Records contained in a dataset >>
● ● ● ● ●
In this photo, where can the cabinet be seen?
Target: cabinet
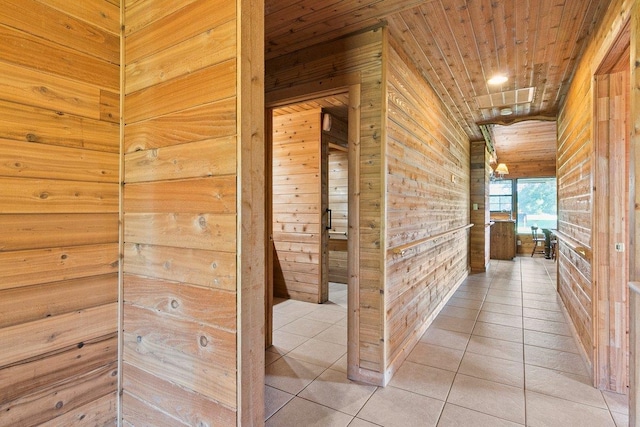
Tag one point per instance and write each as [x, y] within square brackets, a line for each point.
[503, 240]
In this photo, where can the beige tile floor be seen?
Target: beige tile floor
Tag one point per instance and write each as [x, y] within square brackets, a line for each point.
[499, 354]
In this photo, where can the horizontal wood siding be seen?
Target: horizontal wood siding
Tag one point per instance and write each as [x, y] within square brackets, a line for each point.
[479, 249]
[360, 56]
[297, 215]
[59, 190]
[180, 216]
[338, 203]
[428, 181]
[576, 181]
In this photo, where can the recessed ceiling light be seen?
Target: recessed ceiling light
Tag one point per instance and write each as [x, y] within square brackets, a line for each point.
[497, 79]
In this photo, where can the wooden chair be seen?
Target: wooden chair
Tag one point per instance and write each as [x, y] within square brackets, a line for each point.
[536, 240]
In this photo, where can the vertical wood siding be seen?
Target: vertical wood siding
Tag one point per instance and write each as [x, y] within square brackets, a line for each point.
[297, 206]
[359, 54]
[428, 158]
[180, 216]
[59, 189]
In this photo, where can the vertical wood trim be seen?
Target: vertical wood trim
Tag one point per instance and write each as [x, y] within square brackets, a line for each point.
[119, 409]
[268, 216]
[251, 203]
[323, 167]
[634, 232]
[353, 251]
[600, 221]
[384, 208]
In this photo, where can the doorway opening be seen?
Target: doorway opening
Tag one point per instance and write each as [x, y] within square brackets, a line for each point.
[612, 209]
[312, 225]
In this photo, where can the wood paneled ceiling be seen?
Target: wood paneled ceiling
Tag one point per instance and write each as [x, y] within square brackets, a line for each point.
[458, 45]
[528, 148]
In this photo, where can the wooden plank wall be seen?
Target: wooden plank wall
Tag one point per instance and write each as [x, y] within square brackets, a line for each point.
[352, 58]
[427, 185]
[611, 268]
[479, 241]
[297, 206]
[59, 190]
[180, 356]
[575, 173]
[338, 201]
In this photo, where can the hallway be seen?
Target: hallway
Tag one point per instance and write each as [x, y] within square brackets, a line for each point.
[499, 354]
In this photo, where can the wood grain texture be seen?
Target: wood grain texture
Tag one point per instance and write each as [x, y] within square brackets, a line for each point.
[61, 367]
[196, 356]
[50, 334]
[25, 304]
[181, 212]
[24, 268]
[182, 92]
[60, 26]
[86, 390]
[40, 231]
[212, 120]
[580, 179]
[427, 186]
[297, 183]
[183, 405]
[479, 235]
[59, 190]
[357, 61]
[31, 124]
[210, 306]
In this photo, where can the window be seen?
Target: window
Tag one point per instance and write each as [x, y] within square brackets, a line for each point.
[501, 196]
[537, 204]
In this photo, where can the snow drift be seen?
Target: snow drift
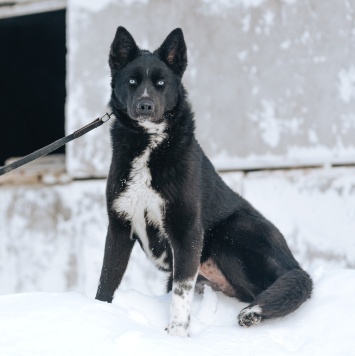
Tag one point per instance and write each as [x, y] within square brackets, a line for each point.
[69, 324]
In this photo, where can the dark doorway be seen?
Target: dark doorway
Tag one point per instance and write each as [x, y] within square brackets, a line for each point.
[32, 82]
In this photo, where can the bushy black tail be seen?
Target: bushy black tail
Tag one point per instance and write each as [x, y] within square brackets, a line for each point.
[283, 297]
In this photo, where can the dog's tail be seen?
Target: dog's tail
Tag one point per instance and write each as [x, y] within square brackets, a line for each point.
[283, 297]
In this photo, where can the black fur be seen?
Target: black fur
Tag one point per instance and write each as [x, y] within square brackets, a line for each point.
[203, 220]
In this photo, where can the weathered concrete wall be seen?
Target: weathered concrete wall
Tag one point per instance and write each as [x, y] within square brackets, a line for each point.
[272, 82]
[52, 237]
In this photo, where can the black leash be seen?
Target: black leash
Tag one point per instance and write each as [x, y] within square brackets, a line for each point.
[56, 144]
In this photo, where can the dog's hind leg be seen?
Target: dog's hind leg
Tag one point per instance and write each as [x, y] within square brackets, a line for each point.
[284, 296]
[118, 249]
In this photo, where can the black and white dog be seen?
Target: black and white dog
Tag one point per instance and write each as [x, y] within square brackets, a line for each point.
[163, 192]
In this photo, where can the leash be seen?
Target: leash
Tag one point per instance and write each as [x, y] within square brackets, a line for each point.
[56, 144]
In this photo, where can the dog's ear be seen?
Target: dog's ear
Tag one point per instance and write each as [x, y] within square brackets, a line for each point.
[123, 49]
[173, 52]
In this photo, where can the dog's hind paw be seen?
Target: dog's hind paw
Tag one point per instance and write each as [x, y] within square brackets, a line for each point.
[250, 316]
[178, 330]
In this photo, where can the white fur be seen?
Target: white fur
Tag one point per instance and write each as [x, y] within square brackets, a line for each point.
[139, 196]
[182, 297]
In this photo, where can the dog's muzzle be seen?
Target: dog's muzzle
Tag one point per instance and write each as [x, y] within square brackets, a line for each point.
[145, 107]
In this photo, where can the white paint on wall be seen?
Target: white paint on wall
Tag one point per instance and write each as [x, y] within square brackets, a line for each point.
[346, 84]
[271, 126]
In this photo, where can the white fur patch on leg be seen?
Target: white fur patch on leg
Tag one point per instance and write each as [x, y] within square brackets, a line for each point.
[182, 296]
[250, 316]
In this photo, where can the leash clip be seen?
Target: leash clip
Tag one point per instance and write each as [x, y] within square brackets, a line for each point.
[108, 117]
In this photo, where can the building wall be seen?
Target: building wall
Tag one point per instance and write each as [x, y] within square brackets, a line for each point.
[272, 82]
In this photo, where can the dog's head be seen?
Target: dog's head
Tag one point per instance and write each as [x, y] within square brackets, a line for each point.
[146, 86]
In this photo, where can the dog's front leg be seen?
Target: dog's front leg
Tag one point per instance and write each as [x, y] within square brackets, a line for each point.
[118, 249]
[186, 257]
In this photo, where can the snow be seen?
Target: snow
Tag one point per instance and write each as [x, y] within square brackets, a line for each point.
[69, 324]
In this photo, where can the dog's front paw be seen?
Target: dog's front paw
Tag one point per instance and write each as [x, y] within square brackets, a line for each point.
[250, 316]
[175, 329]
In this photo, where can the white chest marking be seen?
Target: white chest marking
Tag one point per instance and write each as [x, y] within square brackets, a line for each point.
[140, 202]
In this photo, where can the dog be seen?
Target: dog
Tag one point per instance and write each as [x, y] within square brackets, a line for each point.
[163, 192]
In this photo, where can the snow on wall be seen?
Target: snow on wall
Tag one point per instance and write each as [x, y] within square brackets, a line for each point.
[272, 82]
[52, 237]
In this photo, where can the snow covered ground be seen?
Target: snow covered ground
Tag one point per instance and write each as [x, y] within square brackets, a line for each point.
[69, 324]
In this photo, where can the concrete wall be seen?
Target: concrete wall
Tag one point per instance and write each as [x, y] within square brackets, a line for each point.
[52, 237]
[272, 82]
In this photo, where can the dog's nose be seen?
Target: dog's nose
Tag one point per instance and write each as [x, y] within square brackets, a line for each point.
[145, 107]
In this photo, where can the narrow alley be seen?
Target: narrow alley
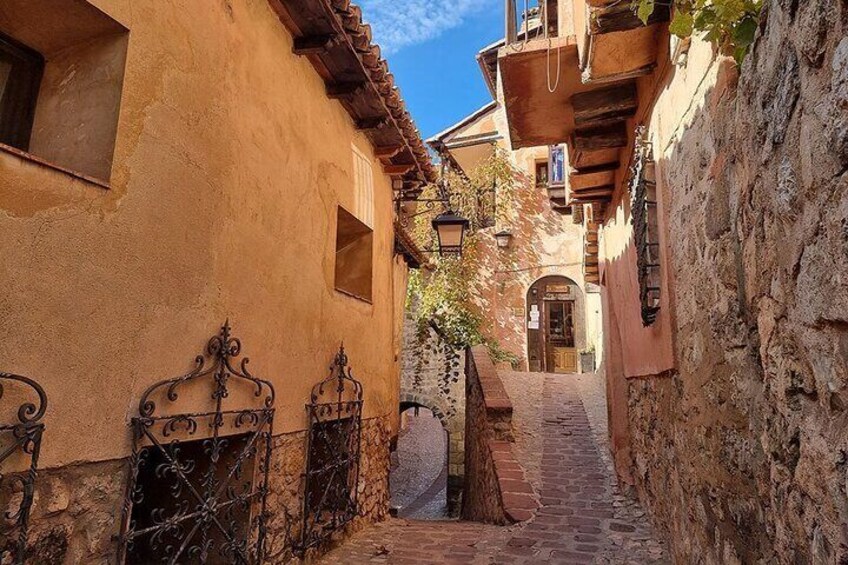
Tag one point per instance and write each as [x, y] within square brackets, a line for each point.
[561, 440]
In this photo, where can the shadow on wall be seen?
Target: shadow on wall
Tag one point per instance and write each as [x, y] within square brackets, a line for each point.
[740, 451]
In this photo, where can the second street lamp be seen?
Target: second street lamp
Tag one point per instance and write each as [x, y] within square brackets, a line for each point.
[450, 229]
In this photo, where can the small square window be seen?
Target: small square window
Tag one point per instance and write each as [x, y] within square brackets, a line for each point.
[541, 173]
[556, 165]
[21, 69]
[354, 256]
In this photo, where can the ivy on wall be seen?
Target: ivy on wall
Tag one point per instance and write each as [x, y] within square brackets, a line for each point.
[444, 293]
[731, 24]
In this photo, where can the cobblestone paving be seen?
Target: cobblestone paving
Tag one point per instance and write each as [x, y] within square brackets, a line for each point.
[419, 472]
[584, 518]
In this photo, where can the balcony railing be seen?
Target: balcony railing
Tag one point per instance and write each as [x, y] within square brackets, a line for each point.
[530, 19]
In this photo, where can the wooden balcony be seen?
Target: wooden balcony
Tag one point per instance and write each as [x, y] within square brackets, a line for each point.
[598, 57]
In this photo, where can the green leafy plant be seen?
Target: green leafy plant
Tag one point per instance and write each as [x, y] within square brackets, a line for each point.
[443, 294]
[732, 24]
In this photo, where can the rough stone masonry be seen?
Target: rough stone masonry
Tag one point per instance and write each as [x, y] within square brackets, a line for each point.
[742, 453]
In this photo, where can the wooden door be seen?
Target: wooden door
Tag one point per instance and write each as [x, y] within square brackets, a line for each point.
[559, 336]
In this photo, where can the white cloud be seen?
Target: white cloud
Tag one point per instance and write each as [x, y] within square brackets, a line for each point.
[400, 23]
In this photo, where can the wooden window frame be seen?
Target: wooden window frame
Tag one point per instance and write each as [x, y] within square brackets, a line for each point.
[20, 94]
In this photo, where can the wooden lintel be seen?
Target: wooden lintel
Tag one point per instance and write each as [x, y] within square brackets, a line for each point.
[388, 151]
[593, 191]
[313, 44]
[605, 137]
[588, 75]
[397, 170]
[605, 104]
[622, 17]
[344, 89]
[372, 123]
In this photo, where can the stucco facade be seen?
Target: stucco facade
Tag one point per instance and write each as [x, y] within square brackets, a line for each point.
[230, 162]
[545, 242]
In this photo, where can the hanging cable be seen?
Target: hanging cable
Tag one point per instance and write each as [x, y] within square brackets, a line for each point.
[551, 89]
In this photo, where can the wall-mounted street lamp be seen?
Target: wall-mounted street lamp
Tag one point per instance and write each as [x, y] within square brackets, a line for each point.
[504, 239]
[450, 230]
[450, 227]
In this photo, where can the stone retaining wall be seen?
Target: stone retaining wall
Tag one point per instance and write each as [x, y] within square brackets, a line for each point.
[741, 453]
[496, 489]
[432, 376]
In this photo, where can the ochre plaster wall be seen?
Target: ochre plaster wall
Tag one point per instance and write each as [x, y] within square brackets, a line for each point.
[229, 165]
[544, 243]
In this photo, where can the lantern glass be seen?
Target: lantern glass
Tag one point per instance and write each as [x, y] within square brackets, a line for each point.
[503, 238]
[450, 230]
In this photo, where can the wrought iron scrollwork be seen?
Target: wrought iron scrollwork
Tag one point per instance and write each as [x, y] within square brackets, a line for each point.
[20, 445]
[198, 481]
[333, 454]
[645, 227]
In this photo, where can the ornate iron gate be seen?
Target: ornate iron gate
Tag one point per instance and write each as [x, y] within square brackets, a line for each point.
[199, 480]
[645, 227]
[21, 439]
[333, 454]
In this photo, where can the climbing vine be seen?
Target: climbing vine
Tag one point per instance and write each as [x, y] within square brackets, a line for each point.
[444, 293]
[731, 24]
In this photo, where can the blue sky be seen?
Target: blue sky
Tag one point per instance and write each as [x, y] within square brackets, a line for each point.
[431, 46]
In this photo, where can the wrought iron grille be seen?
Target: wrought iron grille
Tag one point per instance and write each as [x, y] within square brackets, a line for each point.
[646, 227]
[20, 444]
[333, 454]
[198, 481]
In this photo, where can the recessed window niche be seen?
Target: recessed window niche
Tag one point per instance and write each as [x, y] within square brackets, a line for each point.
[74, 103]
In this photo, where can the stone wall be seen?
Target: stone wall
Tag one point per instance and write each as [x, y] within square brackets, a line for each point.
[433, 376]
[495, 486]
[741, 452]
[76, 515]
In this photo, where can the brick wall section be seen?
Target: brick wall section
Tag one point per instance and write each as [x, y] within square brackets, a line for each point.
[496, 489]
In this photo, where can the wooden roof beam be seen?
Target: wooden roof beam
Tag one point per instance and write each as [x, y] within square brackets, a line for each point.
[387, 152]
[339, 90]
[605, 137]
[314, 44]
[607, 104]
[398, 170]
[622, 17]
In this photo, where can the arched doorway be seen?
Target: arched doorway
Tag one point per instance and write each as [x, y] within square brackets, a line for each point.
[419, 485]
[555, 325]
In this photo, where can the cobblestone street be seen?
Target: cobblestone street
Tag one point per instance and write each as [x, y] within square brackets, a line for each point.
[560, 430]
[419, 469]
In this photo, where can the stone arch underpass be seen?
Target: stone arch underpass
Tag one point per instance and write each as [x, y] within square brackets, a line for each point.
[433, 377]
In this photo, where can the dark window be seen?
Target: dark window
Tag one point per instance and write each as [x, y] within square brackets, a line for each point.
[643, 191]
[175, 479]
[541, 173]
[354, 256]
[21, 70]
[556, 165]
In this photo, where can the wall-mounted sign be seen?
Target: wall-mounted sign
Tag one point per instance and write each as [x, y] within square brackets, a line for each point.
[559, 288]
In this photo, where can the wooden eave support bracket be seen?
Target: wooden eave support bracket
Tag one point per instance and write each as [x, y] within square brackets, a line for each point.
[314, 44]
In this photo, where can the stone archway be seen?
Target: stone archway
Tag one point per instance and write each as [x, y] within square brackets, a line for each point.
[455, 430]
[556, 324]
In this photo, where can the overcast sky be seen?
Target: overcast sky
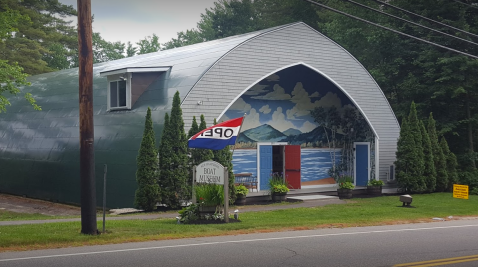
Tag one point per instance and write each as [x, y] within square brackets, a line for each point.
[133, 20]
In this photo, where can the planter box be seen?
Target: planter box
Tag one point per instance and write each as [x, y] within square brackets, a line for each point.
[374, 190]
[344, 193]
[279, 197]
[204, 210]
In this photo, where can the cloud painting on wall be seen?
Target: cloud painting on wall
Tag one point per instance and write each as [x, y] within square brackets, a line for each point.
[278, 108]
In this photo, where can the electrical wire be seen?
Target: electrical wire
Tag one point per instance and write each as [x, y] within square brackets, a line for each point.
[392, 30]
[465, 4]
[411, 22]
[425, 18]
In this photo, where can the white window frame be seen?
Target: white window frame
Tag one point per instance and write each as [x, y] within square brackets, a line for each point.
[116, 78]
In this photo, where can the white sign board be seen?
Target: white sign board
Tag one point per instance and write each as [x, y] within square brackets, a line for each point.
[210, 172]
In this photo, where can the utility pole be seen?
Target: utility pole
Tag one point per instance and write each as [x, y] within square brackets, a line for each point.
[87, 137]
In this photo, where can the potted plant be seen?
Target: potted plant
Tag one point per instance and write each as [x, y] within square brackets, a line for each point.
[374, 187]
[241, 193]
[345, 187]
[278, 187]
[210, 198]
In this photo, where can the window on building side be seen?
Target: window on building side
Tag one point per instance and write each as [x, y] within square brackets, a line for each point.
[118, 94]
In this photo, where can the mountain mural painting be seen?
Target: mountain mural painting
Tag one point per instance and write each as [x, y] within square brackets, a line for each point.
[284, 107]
● ● ● ● ●
WHAT TO PRODUCE >>
Each line in the entries above that includes the string "planter" should be extracted.

ANSWER TO THIS PROBLEM >>
In this photo, where can the planter box be seen?
Target: planter box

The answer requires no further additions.